• _Stated problem_
Reproduce, word for word, the stretch of the listing below from the line containing "Where can the foliage" through the last line of the listing.

======

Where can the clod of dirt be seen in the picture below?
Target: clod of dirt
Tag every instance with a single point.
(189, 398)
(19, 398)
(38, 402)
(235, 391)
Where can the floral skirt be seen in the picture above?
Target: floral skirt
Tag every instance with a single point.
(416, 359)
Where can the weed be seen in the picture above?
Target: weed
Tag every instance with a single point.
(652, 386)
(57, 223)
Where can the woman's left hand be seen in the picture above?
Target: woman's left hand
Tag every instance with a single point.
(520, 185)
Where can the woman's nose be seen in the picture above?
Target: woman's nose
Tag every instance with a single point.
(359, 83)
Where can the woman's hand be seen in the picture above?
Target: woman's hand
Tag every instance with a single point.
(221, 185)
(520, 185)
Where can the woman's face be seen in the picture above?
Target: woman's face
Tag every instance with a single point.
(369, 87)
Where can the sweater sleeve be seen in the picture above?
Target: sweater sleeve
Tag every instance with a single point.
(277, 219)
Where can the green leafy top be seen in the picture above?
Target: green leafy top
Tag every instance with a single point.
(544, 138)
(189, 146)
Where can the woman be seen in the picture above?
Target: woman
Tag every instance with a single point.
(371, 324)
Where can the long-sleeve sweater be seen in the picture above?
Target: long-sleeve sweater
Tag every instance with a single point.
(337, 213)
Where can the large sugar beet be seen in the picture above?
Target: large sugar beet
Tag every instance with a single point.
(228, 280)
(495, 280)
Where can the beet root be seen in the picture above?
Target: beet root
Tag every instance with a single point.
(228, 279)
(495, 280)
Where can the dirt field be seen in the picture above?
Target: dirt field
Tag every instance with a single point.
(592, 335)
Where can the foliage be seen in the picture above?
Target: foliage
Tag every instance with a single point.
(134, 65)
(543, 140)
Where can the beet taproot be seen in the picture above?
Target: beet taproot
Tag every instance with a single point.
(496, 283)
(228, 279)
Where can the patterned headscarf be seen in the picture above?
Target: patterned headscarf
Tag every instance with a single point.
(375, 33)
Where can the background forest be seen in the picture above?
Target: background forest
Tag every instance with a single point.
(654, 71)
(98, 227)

======

• _Answer to the task_
Where can the foliage be seen in the picture above?
Target: foliage
Tag every instance with a single point.
(134, 65)
(543, 140)
Where can the beet taproot be seen in the picture above?
Target: beet taproot
Tag every instance with a single point.
(496, 283)
(228, 279)
Where can the patterned headscarf be seen in the picture above?
Target: patterned headscarf
Tag every instance with a single point.
(375, 33)
Where can the background forest be seen in the picture above?
Target: background forest
Tag every instance with a single point.
(654, 71)
(98, 227)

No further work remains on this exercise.